● **YOUR TASK**
Reproduce verbatim the portion of the article on Macron's France-Africa summit between "Macron also announced" and "poor African countries.", inclusive.

● **TEXT SHOWN**
- Opening Delimiter -
The French president, Emmanuel Macron, has pledged to invite young Africans rather than their political leaders to a key France-Africa summit in a video call with the actor Idris Elba.
The Élysée Palace said Elba, a goodwill ambassador for the United Nations’ international fund for agricultural development, had asked to speak to the French leader. The Guardian was the only newspaper invited to attend the discussion at the Élysée, which marked the start of the One Planet biodiversity summit in Paris.
Macron also announced that he would increase France’s contribution to the International Fund for Agricultural Development from €57.8m to €86.7m.
Elba and his wife, Sabrina Dhowre Elba, asked the president to join them in their campaign to stop the economic shock caused by Covid-19 triggering a global economic crisis, especially in poor African countries.
During the 40-minute exchange, held in the presidential palace’s Salon Vert (Green Room) on Monday, Macron, who spoke in English, announced he would not be inviting any African leaders to the annual Afrique-France summit in the southern city of Montpellier in July.
“A lot of countries have this kind of summit … post-Covid we thought about how to completely change this summit, build something new. Maybe it will fail, we decided to build a new summit. There will be absolutely no African leader invited, we will just invite young people from everywhere in Africa involved in agriculture, civil society, business, culture, sports …
“Coming from Africa and saying what they want for Africa. They will decide what they want.”
He said it was important to include the young from Africa and particularly the African diaspora in the fight to save the world’s biodiversity.
“We have to reinforce the African ownership of these kind of initiatives. One advantage I have is that I’m not part of the generation that participated in colonisation or this kind of behaviour. I’m here to help and facilitate African ownership. Everything we can do is to help African people and companies and initiatives to succeed,” Macron said. “This is what we owe Africa.
“I think where we can work very strongly and clearly together is that we can build this kind of initiative, mobilise money and commitments from governments but we need to mobilise African young people.”
He added: “Sometimes you put money on the table and this money is captured by governments with bad behaviour … by big companies, sometimes American and European companies making their own business in Africa, and this is useless. The only way to make this sustainable … is to make sure it is captured by African young people and concretely this is what we intend to do.”
Macron invited Elba and his wife, who were speaking from Australia where the actor is filming, to join him in a visit to Chad, one of the countries benefiting from the Great Green Wall of Africa, the world’s most ambitious reforestation project.
“We made a very important work on the African diaspora in France. One of our big problems is that we never, and it’s probably part of our history, we never made people coming from the diaspora feel that they are an opportunity for France. One of my aims is to change this behaviour, and the way we look at them, and how they look at themselves. I think this is the way to build a whole new model for Africa and for them to take ownership,” Macron said.
Sabrina Elba said she appreciated Macron’s comments: “What the diaspora will appreciate is to see the understanding and the change of thinking that it’s not that Africa needs France so much, but that France needs Africa. When you look at rural communities and the food they provide to the world, that shift is already happening. People are beginning to appreciate that if you give the youth in Africa the right opportunities we can accelerate progress on implementing nature-based solutions and nature-based agriculture to ensure we can live in a food-secure climate-resilient world.”
Idris Elba said he would like to work with the president. “At a time when youth and the world looks at leadership with some scepticism, it’s more important than ever that people see themselves in their leaders. I think the diaspora is looking for that.”
- Closing Delimiter -
● **STORED DATA**
- Opening Delimiter -
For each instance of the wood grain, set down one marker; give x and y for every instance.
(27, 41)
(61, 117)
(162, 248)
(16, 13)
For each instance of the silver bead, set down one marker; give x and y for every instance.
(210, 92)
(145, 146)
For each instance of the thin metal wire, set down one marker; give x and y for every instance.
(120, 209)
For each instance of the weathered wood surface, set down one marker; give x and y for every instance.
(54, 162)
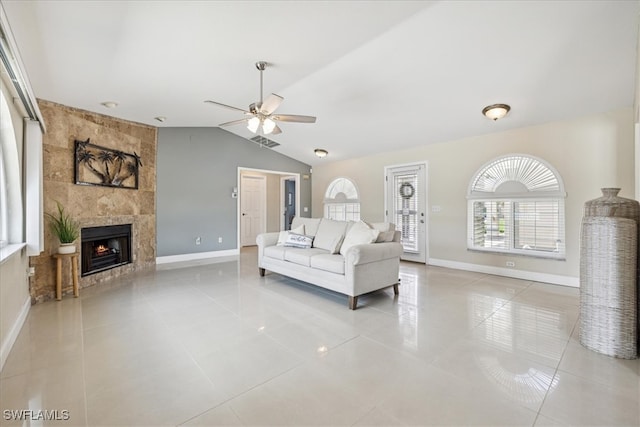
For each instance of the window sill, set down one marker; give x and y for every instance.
(9, 250)
(519, 254)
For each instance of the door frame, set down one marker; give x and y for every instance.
(245, 170)
(263, 202)
(425, 205)
(283, 201)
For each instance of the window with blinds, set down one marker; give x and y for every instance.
(405, 212)
(516, 205)
(341, 201)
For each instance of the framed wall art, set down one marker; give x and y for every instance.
(96, 165)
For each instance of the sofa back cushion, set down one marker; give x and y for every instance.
(310, 225)
(330, 235)
(359, 233)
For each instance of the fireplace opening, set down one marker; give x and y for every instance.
(105, 247)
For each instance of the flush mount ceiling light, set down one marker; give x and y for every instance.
(496, 111)
(320, 152)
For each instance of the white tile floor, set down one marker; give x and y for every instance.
(215, 344)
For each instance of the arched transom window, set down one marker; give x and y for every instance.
(341, 200)
(516, 205)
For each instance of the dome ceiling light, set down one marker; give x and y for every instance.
(496, 111)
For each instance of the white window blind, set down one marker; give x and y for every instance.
(516, 205)
(341, 201)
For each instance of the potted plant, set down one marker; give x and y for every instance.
(65, 229)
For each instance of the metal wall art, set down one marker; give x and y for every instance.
(96, 165)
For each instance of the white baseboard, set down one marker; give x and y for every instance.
(10, 339)
(196, 256)
(555, 279)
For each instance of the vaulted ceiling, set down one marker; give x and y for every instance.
(378, 75)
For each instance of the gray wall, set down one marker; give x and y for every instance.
(197, 169)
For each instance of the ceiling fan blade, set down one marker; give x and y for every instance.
(270, 104)
(234, 122)
(294, 118)
(276, 130)
(228, 106)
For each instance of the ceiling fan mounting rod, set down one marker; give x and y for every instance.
(261, 65)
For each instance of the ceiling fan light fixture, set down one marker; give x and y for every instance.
(268, 126)
(320, 152)
(253, 124)
(496, 111)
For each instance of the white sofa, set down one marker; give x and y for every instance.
(351, 258)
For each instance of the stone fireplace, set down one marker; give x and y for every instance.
(96, 206)
(105, 247)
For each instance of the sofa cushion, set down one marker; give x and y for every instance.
(302, 256)
(330, 235)
(333, 263)
(359, 234)
(298, 241)
(310, 224)
(276, 252)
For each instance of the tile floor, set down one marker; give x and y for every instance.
(215, 344)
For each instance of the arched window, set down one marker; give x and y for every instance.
(341, 201)
(516, 205)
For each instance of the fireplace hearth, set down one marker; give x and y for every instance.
(105, 247)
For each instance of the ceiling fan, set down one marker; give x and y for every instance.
(260, 115)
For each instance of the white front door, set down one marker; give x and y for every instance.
(253, 207)
(406, 207)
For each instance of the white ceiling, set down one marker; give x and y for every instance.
(379, 75)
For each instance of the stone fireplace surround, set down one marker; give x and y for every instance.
(91, 205)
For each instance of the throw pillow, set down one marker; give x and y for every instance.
(386, 229)
(359, 234)
(329, 235)
(385, 236)
(282, 237)
(298, 241)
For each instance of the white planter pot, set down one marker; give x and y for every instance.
(67, 248)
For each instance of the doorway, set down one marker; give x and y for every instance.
(271, 204)
(252, 208)
(288, 198)
(406, 207)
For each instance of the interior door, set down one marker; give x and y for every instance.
(253, 207)
(289, 202)
(406, 207)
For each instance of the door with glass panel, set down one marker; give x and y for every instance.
(406, 204)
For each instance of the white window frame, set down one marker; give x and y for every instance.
(513, 179)
(341, 206)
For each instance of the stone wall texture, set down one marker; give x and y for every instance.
(94, 205)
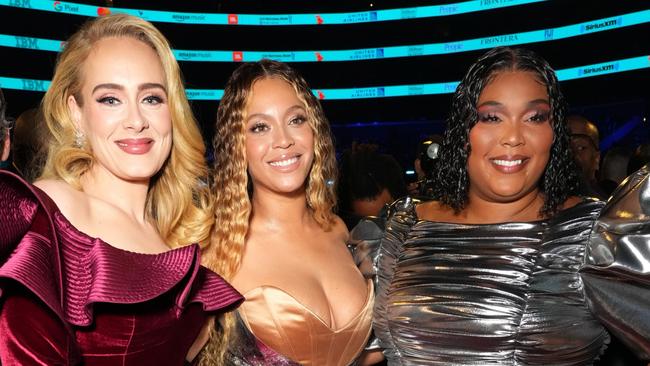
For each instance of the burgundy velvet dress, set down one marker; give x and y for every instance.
(67, 298)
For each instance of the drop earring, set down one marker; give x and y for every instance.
(79, 139)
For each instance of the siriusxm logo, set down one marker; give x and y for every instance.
(598, 69)
(600, 25)
(21, 3)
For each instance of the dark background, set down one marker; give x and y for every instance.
(395, 123)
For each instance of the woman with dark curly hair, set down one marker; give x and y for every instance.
(507, 266)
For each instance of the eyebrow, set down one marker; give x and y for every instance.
(141, 87)
(493, 103)
(290, 109)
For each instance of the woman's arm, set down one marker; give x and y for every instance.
(31, 334)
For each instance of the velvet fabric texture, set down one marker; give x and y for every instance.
(67, 298)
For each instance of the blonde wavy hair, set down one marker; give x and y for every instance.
(230, 178)
(179, 202)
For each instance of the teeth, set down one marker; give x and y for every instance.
(284, 162)
(507, 162)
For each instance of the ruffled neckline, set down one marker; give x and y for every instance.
(90, 271)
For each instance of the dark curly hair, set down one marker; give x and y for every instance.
(451, 180)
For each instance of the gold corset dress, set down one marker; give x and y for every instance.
(282, 323)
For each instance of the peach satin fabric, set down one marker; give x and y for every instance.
(281, 322)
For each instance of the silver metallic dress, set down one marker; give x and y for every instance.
(527, 293)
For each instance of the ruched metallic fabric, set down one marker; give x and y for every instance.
(526, 293)
(283, 324)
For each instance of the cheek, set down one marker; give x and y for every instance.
(543, 140)
(162, 120)
(480, 140)
(255, 148)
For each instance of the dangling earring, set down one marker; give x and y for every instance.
(79, 139)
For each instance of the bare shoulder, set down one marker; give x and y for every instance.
(64, 195)
(339, 230)
(571, 201)
(433, 211)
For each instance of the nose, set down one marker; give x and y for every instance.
(282, 138)
(136, 120)
(512, 135)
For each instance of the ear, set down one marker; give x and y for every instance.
(6, 148)
(75, 112)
- Closing Delimiter -
● **SOLUTION TO THE PROBLEM**
Macron also announced that he would increase France’s contribution to the International Fund for Agricultural Development from €57.8m to €86.7m.
Elba and his wife, Sabrina Dhowre Elba, asked the president to join them in their campaign to stop the economic shock caused by Covid-19 triggering a global economic crisis, especially in poor African countries.